● **Challenge**: Reproduce the data in its entirety, exactly as supplied.

● **Given entries**:
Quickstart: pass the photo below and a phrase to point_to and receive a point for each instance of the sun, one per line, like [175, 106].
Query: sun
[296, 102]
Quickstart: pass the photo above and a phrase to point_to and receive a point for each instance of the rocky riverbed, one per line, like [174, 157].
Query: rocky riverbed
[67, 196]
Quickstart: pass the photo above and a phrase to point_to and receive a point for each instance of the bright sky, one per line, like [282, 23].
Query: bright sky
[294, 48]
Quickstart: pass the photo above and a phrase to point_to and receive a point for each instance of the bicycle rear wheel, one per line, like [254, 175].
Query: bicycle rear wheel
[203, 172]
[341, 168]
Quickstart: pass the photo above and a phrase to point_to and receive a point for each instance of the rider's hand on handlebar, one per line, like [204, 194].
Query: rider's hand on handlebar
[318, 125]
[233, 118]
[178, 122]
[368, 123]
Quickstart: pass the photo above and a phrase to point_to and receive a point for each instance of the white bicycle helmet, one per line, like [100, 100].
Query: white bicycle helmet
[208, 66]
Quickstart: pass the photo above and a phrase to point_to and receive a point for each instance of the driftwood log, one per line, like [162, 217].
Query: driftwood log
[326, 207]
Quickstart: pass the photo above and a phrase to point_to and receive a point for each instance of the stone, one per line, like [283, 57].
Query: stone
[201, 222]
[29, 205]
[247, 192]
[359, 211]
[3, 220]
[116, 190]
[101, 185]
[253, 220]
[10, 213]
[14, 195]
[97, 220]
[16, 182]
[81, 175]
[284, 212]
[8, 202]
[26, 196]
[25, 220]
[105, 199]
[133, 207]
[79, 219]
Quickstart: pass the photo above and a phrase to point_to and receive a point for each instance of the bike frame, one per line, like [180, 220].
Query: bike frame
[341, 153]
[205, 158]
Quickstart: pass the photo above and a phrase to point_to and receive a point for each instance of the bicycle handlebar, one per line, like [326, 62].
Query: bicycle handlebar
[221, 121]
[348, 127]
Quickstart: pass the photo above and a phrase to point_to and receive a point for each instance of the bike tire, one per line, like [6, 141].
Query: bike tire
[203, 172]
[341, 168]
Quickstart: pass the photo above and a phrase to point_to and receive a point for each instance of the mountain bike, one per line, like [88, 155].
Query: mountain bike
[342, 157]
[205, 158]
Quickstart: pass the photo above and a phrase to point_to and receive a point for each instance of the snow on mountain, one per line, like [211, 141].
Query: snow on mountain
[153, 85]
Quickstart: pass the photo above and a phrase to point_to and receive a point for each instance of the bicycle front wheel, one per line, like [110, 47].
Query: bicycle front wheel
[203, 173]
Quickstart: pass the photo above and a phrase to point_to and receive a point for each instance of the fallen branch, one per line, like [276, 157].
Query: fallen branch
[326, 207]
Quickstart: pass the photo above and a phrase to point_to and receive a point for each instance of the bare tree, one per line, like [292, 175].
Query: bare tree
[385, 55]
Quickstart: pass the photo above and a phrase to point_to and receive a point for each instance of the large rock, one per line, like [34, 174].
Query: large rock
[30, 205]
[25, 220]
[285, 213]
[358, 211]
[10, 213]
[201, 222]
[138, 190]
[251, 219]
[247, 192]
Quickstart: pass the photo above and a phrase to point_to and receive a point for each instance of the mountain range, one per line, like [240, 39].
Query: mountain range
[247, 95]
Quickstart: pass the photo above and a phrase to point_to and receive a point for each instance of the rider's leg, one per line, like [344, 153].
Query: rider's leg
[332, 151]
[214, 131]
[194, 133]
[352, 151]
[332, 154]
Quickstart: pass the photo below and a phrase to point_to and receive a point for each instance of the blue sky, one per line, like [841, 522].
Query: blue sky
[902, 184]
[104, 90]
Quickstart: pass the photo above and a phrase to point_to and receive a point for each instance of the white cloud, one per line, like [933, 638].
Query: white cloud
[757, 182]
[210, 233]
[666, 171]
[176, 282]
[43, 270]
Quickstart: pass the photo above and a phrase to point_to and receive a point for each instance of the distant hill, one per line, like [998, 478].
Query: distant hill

● **The solution**:
Quickstart: pass the photo below and a phrase to point_to and receive a point for each instance of the sun, one per line, like [175, 106].
Query: sun
[296, 102]
Quickstart: pass the photo above and a phrase to point_to and receive a point for each instance of the rocky riverbed, one per line, like [174, 157].
Query: rocky riverbed
[67, 196]
Quickstart: pass the photo above and a phrase to point_to and receive a point for each instance of the bright sky, one per line, like [282, 23].
Query: bright sky
[294, 48]
Quickstart: pass the photo above and a phrase to point_to and receive a point for each instance of the bicycle rear wheel, one per line, like [254, 175].
Query: bicycle rear wheel
[203, 172]
[341, 168]
Quickstart: pass the photo above and a phrase to point_to and receive a point for each instance of the rider's hand on handlebar, one per line, like [204, 194].
Query: rider's hand on handlebar
[318, 125]
[233, 118]
[178, 122]
[368, 123]
Quickstart: pass the photo above and a phrase to point_to and receive a point for each instance of the white bicycle helmet, one per line, like [100, 100].
Query: white bicycle helmet
[208, 66]
Quickstart: pass the photo above and a phrase to point_to and receive a point for each instance of the driftwood log, one per line, like [162, 217].
Query: driftwood log
[326, 207]
Quickstart: pass the photo above and a phrase to point_to and receive a point for each instance of the stone, one per line, like [283, 57].
Query: stone
[201, 222]
[29, 205]
[247, 192]
[359, 211]
[3, 220]
[116, 190]
[101, 185]
[253, 220]
[10, 213]
[14, 195]
[97, 220]
[16, 182]
[81, 175]
[284, 212]
[8, 202]
[26, 196]
[25, 220]
[105, 199]
[133, 207]
[79, 219]
Quickstart: pass the photo above and a phrase to point_to and receive a point for each instance of the bike frame, one per line, like [180, 220].
Query: bike frame
[341, 153]
[205, 158]
Quickstart: pass the photo above and a phrase to point_to and receive a point for each instance of the bicycle handlebar, one per line, like [326, 62].
Query: bicycle handlebar
[221, 121]
[348, 127]
Quickstart: pass the photo above and a phrase to point_to and receive a point for each instance of the bike tire, one per line, like [6, 141].
Query: bike tire
[203, 172]
[341, 168]
Quickstart: pass the photo above and a phrase to point_to and receive a point for each instance of the mountain bike, one per line, like [88, 155].
Query: mountain bike
[342, 157]
[205, 158]
Quickstart: pass the photo above and a phrase to point_to and receive a point for each instance of the snow on mountain, one per line, like [211, 141].
Query: snow on mountain
[153, 85]
Quickstart: pass the photo above and a phrase to point_to and receive a point for each instance of the bicycle front wheel, one per line, like [110, 47].
Query: bicycle front wheel
[203, 173]
Quickstart: pass the photo above and a phrase to point_to and receive a point for each instance of the fallen branch, one per line, like [276, 157].
Query: fallen branch
[326, 207]
Quickstart: pass the photo above and a phrase to point_to and receive a point for each instance of the bare tree, one per line, like [292, 175].
Query: bare tree
[385, 55]
Quickstart: pass the photo above and a phrase to point_to and receive a point for each instance of the large rock, one per line, like [34, 174].
Query: large rock
[30, 205]
[25, 220]
[285, 213]
[358, 211]
[10, 213]
[201, 222]
[138, 190]
[251, 219]
[247, 192]
Quickstart: pass the photo above and a phrase to point_to and receive a point for each instance of the mountain range, one per line, like [240, 39].
Query: mountain range
[247, 95]
Quickstart: pass the photo above and a phrase to point_to and receive a point for each instance of the rider's leg, one per line, like [344, 153].
Query: rider's leg
[332, 151]
[214, 131]
[194, 133]
[352, 151]
[332, 154]
Quickstart: pass the photo below and a phrase to point_to and receive a point for each instance of the blue sky, one per line, like [841, 522].
Query: blue sky
[902, 184]
[104, 90]
Quickstart: pass the photo above and a phrase to point_to and receive a point for each instance of the white cloud, one per line, like [933, 638].
Query: white cloud
[757, 182]
[210, 233]
[666, 171]
[176, 282]
[43, 270]
Quickstart: pass the photo above and a phrase to point_to and receive a point for each instance of the distant hill, one per line, like [998, 478].
Query: distant hill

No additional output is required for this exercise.